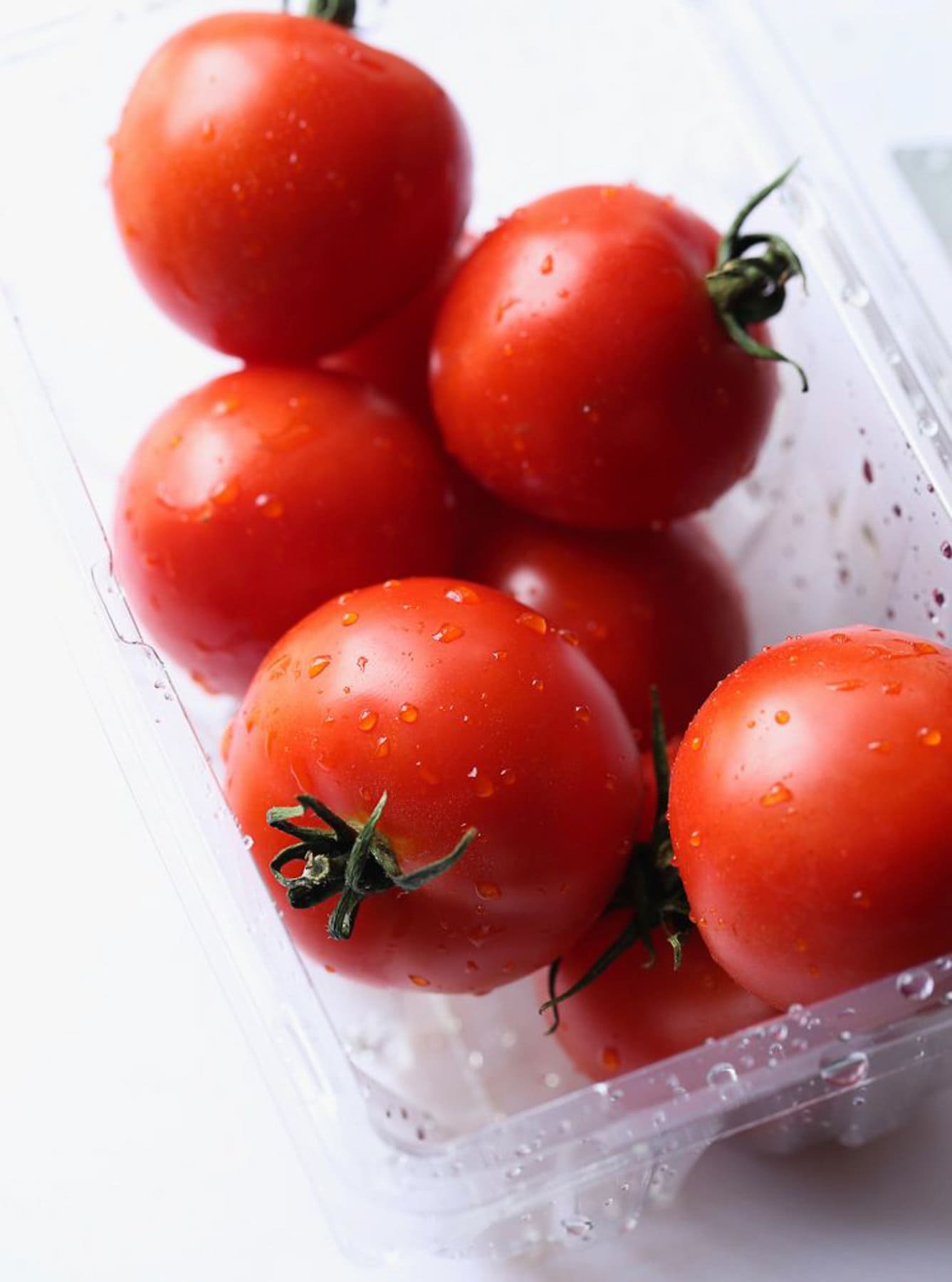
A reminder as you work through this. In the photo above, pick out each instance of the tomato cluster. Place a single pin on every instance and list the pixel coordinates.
(437, 535)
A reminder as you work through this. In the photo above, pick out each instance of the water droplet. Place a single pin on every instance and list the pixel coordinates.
(447, 632)
(269, 506)
(915, 985)
(721, 1075)
(482, 783)
(577, 1226)
(777, 795)
(846, 1070)
(530, 620)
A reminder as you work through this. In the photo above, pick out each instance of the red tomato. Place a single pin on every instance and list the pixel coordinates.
(466, 711)
(394, 357)
(580, 367)
(634, 1014)
(261, 495)
(811, 813)
(647, 608)
(281, 187)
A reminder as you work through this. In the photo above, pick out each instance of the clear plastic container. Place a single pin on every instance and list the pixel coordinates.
(444, 1125)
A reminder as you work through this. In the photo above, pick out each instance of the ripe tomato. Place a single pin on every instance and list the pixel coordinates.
(811, 813)
(394, 357)
(634, 1013)
(280, 186)
(581, 370)
(263, 494)
(466, 711)
(647, 608)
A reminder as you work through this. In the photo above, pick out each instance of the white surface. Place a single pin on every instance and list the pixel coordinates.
(139, 1141)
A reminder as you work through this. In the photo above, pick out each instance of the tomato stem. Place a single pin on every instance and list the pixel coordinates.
(750, 290)
(652, 889)
(341, 13)
(344, 859)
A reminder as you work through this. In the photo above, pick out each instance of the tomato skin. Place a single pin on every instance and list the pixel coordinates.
(634, 1014)
(580, 368)
(649, 608)
(456, 737)
(261, 495)
(395, 355)
(280, 186)
(811, 813)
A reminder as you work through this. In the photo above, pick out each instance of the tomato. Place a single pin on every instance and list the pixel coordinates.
(280, 186)
(394, 357)
(263, 494)
(647, 608)
(581, 370)
(811, 813)
(466, 711)
(634, 1013)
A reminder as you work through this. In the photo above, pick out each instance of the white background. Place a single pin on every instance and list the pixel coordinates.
(137, 1140)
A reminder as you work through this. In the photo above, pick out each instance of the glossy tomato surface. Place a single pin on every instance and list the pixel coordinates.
(634, 1013)
(811, 813)
(647, 608)
(261, 495)
(468, 711)
(394, 357)
(580, 368)
(280, 186)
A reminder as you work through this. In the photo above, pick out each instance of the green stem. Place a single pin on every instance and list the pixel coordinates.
(345, 860)
(748, 290)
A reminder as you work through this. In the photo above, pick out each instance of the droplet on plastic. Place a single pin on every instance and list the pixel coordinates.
(846, 1070)
(915, 985)
(721, 1075)
(578, 1226)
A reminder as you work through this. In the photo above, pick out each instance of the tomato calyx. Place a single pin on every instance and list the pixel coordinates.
(747, 290)
(345, 859)
(652, 890)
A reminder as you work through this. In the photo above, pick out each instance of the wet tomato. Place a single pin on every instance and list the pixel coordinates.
(263, 494)
(582, 371)
(647, 608)
(811, 813)
(280, 186)
(468, 712)
(633, 1013)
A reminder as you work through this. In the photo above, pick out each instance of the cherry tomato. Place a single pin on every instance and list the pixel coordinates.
(581, 371)
(263, 494)
(811, 813)
(647, 608)
(394, 357)
(280, 186)
(466, 711)
(634, 1013)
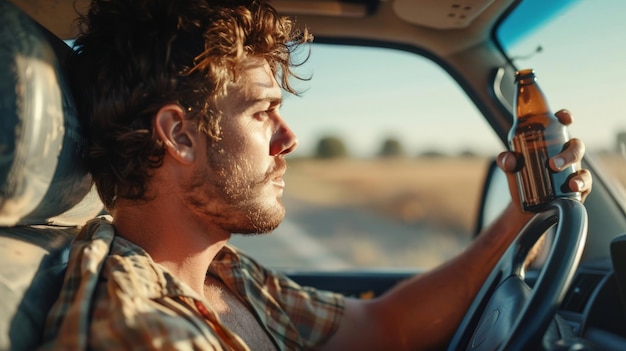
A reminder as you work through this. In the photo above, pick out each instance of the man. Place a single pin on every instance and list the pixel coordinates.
(187, 146)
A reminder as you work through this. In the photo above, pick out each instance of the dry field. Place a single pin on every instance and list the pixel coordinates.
(438, 191)
(356, 213)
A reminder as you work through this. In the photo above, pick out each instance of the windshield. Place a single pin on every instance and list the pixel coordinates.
(578, 57)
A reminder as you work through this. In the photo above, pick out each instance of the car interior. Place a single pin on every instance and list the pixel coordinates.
(46, 192)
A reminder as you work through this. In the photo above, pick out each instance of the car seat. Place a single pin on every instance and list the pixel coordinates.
(46, 192)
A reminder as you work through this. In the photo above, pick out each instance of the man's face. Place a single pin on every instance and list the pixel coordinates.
(239, 183)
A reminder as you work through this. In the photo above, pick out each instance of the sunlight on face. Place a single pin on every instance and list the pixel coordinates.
(238, 184)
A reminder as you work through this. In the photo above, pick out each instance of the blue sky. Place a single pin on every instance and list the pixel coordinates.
(586, 75)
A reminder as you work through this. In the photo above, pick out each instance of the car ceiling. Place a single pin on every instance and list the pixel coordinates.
(444, 27)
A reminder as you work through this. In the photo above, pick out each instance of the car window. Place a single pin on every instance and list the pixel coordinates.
(389, 169)
(579, 58)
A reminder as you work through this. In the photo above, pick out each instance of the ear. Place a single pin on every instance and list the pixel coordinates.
(177, 133)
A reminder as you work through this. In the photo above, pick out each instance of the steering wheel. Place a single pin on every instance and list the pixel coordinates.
(507, 314)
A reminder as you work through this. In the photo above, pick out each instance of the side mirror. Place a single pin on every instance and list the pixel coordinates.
(495, 196)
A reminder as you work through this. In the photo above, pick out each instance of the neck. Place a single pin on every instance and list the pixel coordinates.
(182, 244)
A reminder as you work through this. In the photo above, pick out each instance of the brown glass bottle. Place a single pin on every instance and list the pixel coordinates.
(537, 135)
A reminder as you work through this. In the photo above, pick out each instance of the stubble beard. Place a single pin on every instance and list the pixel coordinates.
(228, 193)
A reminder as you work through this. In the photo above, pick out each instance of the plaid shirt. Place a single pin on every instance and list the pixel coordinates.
(116, 297)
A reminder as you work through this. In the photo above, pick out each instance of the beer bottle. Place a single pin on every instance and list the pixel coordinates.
(537, 135)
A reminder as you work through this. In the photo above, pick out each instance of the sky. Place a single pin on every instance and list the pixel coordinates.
(586, 75)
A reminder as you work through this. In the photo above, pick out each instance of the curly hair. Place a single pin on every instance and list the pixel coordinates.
(132, 57)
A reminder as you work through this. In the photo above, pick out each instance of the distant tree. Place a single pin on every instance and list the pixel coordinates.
(331, 147)
(391, 148)
(620, 141)
(468, 153)
(432, 154)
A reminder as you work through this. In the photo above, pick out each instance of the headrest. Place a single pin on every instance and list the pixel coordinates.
(43, 172)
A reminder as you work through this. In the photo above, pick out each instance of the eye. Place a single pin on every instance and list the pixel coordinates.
(261, 116)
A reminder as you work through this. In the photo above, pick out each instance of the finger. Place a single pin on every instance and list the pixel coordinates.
(564, 116)
(581, 182)
(572, 153)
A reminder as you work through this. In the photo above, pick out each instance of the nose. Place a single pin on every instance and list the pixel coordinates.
(283, 140)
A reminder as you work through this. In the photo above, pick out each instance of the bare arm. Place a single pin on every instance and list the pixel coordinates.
(424, 311)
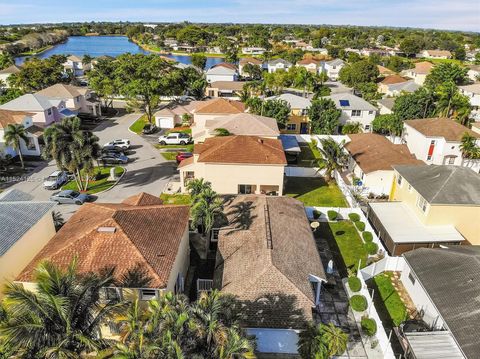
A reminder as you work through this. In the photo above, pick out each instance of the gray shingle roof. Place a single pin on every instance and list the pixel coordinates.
(451, 277)
(443, 184)
(17, 217)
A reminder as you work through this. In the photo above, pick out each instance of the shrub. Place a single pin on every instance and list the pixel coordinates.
(358, 303)
(367, 236)
(354, 217)
(332, 215)
(360, 225)
(371, 248)
(369, 326)
(354, 284)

**********

## What is being asked
For the records above, output each one exactly and skip any image.

## Answer to the exercise
A reminder as you work through this. In the photo above, pick out each instance of the tomato cluster. Place a single pin on every instance and list the pixel coordinates.
(437, 535)
A reminder as you work through this. In the photo above, pick out each instance of the water droplet. Place a single pin on every instance and list the pixel coordinates.
(447, 632)
(269, 506)
(915, 985)
(721, 1075)
(482, 783)
(577, 1226)
(777, 795)
(846, 1070)
(530, 620)
A reminder as you work through this. In the photo above, pick out each instance of the red tomato. Place a single pin on every instance and list the pixel coordinates.
(466, 711)
(394, 357)
(580, 367)
(634, 1014)
(261, 495)
(811, 813)
(647, 608)
(281, 187)
A reminder as you work through this. In the photo above, pick out each instance of the clear plastic container. Place a single pin on every instance and list the pixel coordinates.
(444, 1125)
A reminder as you work through this. In the photo above, pick out each instance of the ripe tomato. Place a single pin on every instance and list the pixel coordinates.
(811, 813)
(394, 357)
(634, 1013)
(280, 186)
(581, 370)
(263, 494)
(466, 711)
(647, 608)
A reminder as you work through this. In the photo above, pick out each instance of the white surface. Place a single pin on every instance and list the pixel coordinates.
(139, 1141)
A reminder as you work through this. In the photo above, pick out each instance of the tomato stem. Place a single pin on every instance and list the pixel coordinates.
(750, 290)
(652, 889)
(341, 13)
(344, 859)
A reminder as you work through this. In the photo above, pick out each instance of the tomato skin. Place a single pin on every instance and list the pixel coordinates.
(634, 1014)
(580, 368)
(649, 608)
(456, 737)
(261, 495)
(395, 355)
(280, 186)
(811, 813)
A reminder as you work through this. In the photo above, pick out each instance of the tomato. Place a single pin on every instance and list the pixel coordinates.
(280, 186)
(394, 357)
(263, 494)
(647, 608)
(581, 370)
(811, 813)
(466, 711)
(634, 1013)
A reminder as you work through this. In the photo above, pick out each instance of the white background. Place a single pin on every instance and list the pixel coordinates.
(137, 1140)
A reminder as you work through this. In the photo above, pick out each instance of the glossy tomato surface. Place a single pin on every instance and list the pixel coordinates.
(634, 1013)
(811, 813)
(647, 608)
(261, 495)
(468, 711)
(394, 357)
(580, 368)
(280, 186)
A reminder as you work through this. In the photo above, pick out each instance of the green stem. Place a single pin on every instance and list the pixel coordinates.
(345, 860)
(748, 290)
A reminder as you work through this. In the photo above, pick out each instance of the droplet on plastic. Place a single pin on every instance and list the pixel coordinates.
(846, 1070)
(915, 985)
(721, 1075)
(578, 1226)
A reminder as you work through this. In the photo above, pick out each instance of the tomato calyx. Place a single pin on every instance and list the pixel coordinates.
(747, 290)
(345, 859)
(652, 890)
A reminder as you work through this. In the photo above, pick out each instance of the wet tomato. Place a single pin on every instance and list the pixel coordinates.
(263, 494)
(582, 371)
(647, 608)
(811, 813)
(280, 186)
(468, 712)
(633, 1013)
A reminder as you work through this. In the photo above, pick out each instance of the cherry tomato. Place a single pin on every instance and list the pixel coordinates.
(581, 371)
(263, 494)
(811, 813)
(647, 608)
(394, 357)
(280, 186)
(466, 711)
(634, 1013)
A reminder as you work through this. In the photo above, pick out each instance of the man. Place a single pin on every instance and list the pixel coordinates.
(187, 146)
A reminder as you work through this. In the photo above, pick out each instance of the dry field. Place a single pin on every instance and list the pixel coordinates.
(438, 191)
(356, 213)
A reminder as you work through this. In the photo above, pick out each instance of the windshield. Place a single pin on every instance and list the pixel coordinates.
(578, 57)
A reminder as you work through this. In the photo above, pick out each instance of the car interior. Place a single pin on every instance and list the pixel coordinates.
(46, 192)
A reminder as you work through this. In the photo above, pick out each instance of the car seat. Place a single pin on every instance and list the pixel coordinates.
(46, 192)
A reminder as you work through this. In the photo above, pick out each instance of the man's face. Place a single pin on every instance and list the pixel coordinates.
(239, 183)
A reminder as you work through this. In the photo above, pick out each instance of the sunlight on face. Place a single pin on every instance and list the pixel coordinates.
(238, 184)
A reminder as you work through this. In the photo above, pick out each instance of the blue sky. Place a single pin on every instance and list the pixel coordinates.
(586, 75)
A reminder as you work through this. In the photo above, pick out each instance of the car ceiling. Place a single pin on every instance and list the pixel coordinates.
(444, 27)
A reminder as you work through this. In the photo above, pick out each instance of the car window. Place a single pin on every instance and list the pixel coordinates.
(389, 169)
(579, 58)
A reminder as you work through this. In the photo above, pick out each instance of the ear. Place a single pin on every instance and list the pixel coordinates.
(177, 133)
A reminder as you work through this. In the photo above, pick out each instance of the steering wheel. Place a single pin on every instance and list the pixel coordinates.
(507, 314)
A reminder as you work through this. In the photo above, pick out each instance of the side mirror. Place a single pin on every instance and list the pixel coordinates.
(495, 196)
A reminder as you work through this. In the photo above, pick out each instance of the neck. Place a single pin on every instance and list the pixel coordinates.
(182, 244)
A reminder as you work through this. In the photo above, pick out each instance of the brown glass bottle. Place a single pin on every instance and list the pixel coordinates.
(537, 135)
A reminder as you work through this. In the photo above, pick out each instance of the stubble beard. Place a single pin on every instance and list the pixel coordinates.
(228, 193)
A reminder as you work through this. In the photo above, pick out each instance of the plaid shirt. Place a single pin on every instance and list the pixel coordinates.
(116, 297)
A reminder as you work through this. In the photo above, pick out each instance of the beer bottle. Place a single pin on every instance and list the pixel coordinates.
(537, 135)
A reminder as you work through this. In the photo above, pick out each instance of the sky. Place a single pin on every instance and list the pixel coordinates.
(586, 75)
A reminder as you work through this. In the photo above, pick out each instance of the curly hair. Place a single pin on every instance and list the pixel coordinates.
(132, 57)
A reminder as you work through this. In the photo above, pick out each instance of the distant tree. Place a single pin on every instance and list the pixel coordinates.
(331, 147)
(391, 148)
(620, 141)
(468, 153)
(432, 154)
A reminder as you work through this. In the photo above, pick out each instance of the headrest. Place a single pin on every instance and list the pixel coordinates.
(43, 172)
A reminder as you work through this. In the photo above, pick out each instance of the eye. Place a single pin on every instance and list the pixel coordinates.
(261, 116)
A reminder as you work through this. In the photo above, pick out each instance of the finger. Place a single pin on every instance and list the pixel coordinates.
(564, 116)
(581, 182)
(572, 153)
A reminder as you work through this. In the photo above, pick out each instance of the nose. Place a single pin on every instance and list the pixel coordinates.
(283, 140)
A reminder as you work through this. In the photo above, pick out each instance of the bare arm. Place a single pin on every instance and list the pixel coordinates.
(424, 311)
A reminder as you work through this. In the photo above, pick out each instance of the gray shingle roof. Place a single pin on every instance and list the pixel coordinates.
(451, 277)
(443, 184)
(17, 217)
A reminder as you work through this. In the photo above, pick out each instance of the shrub. Place a single pin on every instance and list the pixel coordinates.
(358, 303)
(367, 236)
(354, 217)
(332, 215)
(360, 225)
(371, 248)
(369, 326)
(354, 284)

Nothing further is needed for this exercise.